EXCERPTED PASSAGE:
VIRGINIA I. HENDRICK, Plaintiff/Appellant,
THOMAS K. HENDRICK, Defendant/Appellee.

Honorable Jerry D. Bass, Judge.


Carolyn S. Thompson, Oklahoma City, Oklahoma, For Appellant,
Joe E. Edwards, Ricki V. Sonders, Oklahoma City, Oklahoma, For Appellee.


CARL B. JONES, Vice Chief Judge

¶1 Wife appeals from a divorce decree that honored an Antenuptial Agreement and two post-nuptial modifications of the agreement.

¶2 The parties were married in 1985. Prior to their marriage they executed an Antenuptial Agreement which provided that in the event of divorce Wife" ... shall make no claim and expressly waives and relinquishes all rights, interests, claims, or allowances, in law or in equity given, in and to the real and personal estate of Hendrick [husband] which she might or could be entitled to but for this agreement, ...." except in the event of such divorce Wife shall be entitled to receive property having a fair market value of $1,000,000.00 after 5 or more years of marriage.

¶3 In 1989, Husband began to make a series of sizable conveyances to Wife. These are referred to as the"1989 gifts". These were comprised of bonds and corporate stock valued at approximately $5,000,000.00.

RAW RECORDS:
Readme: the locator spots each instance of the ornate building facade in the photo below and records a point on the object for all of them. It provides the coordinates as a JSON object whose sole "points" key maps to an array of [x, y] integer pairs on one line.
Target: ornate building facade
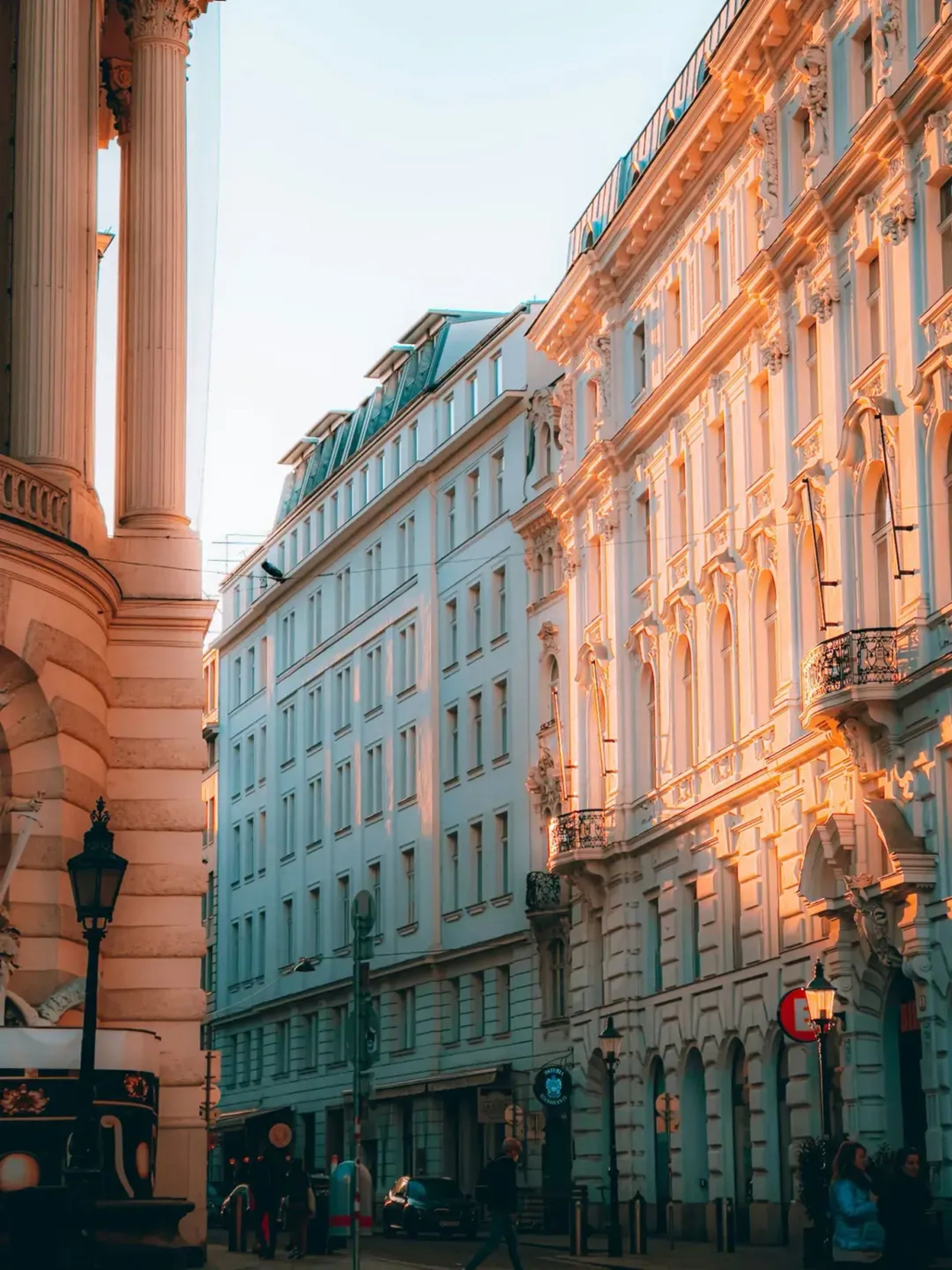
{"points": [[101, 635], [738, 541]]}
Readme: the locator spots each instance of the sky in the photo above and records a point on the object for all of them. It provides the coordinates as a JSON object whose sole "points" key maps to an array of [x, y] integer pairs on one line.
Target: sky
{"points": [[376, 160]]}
==
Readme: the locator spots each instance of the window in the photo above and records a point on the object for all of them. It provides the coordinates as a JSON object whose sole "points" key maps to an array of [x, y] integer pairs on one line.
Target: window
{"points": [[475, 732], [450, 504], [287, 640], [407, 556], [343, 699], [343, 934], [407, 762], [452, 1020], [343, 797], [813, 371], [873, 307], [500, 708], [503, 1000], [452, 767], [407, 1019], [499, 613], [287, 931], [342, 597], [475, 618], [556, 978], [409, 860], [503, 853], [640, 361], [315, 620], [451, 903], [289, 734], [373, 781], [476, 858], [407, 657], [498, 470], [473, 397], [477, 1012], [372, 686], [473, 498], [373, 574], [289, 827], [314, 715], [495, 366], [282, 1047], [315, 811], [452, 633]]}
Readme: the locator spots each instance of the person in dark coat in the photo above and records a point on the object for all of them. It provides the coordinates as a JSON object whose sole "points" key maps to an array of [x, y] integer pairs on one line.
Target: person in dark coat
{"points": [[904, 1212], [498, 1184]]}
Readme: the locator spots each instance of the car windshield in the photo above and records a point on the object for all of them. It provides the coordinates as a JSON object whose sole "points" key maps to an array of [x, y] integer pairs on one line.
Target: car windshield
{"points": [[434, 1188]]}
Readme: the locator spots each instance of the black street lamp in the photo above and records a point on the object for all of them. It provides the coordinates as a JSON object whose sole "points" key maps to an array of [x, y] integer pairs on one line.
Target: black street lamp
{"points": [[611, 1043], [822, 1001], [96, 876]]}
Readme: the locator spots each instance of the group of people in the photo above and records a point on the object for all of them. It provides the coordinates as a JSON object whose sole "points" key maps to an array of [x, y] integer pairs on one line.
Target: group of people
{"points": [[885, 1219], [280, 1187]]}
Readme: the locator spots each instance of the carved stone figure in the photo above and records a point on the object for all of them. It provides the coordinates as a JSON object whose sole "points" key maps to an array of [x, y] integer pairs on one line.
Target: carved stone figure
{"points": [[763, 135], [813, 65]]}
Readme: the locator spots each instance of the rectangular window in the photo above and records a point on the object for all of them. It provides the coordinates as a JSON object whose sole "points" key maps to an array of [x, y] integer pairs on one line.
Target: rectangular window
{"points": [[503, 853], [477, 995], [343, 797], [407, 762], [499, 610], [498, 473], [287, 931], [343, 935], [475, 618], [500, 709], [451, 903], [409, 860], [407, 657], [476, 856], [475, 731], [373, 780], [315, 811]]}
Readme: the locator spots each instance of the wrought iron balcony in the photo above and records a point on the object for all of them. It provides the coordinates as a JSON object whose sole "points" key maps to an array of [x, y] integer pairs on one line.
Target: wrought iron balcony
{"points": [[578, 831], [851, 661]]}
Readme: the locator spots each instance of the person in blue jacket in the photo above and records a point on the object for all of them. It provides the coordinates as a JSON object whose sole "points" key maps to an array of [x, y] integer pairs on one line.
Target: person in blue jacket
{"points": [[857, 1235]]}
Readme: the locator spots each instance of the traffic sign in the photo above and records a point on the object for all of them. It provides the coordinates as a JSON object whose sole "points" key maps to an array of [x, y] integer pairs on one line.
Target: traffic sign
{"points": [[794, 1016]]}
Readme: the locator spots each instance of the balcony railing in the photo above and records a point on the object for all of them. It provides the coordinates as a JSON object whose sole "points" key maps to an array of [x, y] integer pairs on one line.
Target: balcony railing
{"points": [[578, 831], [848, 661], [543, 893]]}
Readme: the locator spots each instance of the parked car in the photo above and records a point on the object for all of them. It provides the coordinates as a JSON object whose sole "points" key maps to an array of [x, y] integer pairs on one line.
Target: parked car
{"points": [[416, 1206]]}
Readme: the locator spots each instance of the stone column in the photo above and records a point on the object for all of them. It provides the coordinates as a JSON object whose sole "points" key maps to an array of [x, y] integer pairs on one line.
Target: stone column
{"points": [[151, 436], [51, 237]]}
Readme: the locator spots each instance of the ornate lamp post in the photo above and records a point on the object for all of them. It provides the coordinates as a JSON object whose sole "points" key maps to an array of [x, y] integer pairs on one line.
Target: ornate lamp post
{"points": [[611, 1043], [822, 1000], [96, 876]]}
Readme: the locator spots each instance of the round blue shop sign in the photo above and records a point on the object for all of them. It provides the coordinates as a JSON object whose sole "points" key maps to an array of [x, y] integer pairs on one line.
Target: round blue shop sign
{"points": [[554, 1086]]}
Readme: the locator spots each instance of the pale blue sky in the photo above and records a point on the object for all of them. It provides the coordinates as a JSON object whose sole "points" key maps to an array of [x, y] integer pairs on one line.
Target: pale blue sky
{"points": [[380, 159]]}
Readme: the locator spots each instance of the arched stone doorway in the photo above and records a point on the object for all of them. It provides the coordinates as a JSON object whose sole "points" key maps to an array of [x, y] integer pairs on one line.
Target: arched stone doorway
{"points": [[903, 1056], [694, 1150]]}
---
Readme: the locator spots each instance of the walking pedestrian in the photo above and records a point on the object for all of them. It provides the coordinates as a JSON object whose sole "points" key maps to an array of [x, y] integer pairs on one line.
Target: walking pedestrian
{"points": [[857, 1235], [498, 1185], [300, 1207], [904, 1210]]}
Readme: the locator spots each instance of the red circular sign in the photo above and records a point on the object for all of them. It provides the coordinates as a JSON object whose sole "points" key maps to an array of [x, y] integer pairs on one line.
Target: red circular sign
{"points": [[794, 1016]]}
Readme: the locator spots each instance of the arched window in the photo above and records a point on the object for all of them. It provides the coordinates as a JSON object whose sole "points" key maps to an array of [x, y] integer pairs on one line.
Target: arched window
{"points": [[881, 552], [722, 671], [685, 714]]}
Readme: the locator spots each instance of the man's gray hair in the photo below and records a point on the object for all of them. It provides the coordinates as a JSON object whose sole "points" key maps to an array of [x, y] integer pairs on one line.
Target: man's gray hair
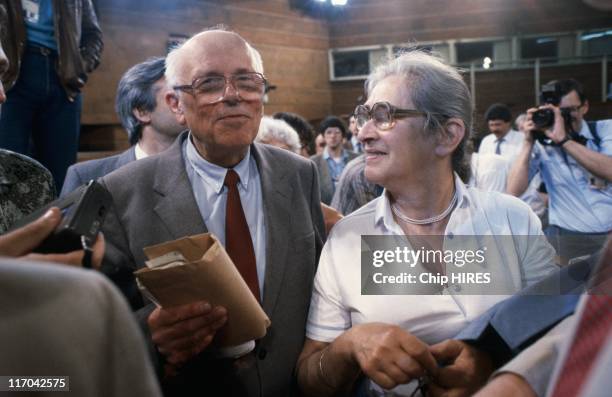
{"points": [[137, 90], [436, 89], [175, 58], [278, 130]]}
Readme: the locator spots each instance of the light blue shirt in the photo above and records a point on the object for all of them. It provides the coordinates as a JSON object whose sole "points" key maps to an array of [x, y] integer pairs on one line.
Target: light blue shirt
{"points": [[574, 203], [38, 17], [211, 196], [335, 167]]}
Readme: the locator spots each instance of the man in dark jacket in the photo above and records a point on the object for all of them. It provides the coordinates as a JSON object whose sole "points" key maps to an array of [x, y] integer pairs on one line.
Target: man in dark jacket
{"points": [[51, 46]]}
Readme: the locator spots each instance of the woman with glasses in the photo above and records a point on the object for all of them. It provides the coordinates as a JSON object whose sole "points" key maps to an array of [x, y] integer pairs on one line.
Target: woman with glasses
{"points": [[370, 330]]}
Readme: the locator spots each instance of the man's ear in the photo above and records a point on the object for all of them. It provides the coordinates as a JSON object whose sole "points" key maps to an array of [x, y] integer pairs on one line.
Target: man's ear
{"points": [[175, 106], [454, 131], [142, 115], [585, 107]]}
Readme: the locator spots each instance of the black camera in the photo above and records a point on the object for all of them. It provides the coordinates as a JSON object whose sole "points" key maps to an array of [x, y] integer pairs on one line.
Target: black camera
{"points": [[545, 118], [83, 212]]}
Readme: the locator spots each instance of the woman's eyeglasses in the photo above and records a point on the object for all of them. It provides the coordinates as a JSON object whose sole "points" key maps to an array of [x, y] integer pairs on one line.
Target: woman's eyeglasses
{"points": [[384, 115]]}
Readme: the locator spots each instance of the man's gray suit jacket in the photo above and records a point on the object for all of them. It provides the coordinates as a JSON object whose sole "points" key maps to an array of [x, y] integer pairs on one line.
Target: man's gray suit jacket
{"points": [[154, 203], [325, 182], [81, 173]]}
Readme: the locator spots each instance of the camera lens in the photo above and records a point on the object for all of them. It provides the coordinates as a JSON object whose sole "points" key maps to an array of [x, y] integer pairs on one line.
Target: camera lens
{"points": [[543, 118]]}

WHAT IS ASKED:
a: Output the lines of the listing as a JSON list of strings, one string per line and with blank lines left out, starting with the line with "Readme: the locator spots each instance of the ornate building" and going on through the line with "Target: ornate building facade".
b: Please continue the divorce appeal opinion from where it stops.
The divorce appeal opinion and the listing come from unrelated sources.

TASK-BY-TASK RESULTS:
a:
[
  "Readme: the locator spots each instance of the ornate building facade in the photo below and records a point on the object for all of them. It provides the coordinates as a JSON object whose sole \"points\" key maps to an array of [x, y] integer pairs on one line.",
  "Target: ornate building facade"
]

b:
¶4 On May 14, 1990, the "First Amendment" to the Antenuptial Agreement was entered into. It provides that Husband had made substantial gifts to Wife intended to discharge Husband's obligations under the Antenuptial Agreement. Wife acknowledged receipt of the gifts and in consideration thereof released Husband of his obligations under the Antenuptial Agreement and relinquished all rights to which she might be entitled in or to Husband's estate in the event of a divorce.

¶5 The "Second Amendment" to the Antenuptial Agreement was entered into on June 22, 1990, and stated that if the gifts referenced in the "First Amendment" had a value of more than $1,000,000.00 at the date of divorce, then Wife shall only be entitled to retain such gifts with a value of $1,000,000.00. She would be obligated to transfer to Husband that part of those gifts whose value exceeded $1,000,000.00. Alternatively, Wife would be allowed to transfer all the gifts back to Husband and he, in return, would pay her $1,000,000.00 cash.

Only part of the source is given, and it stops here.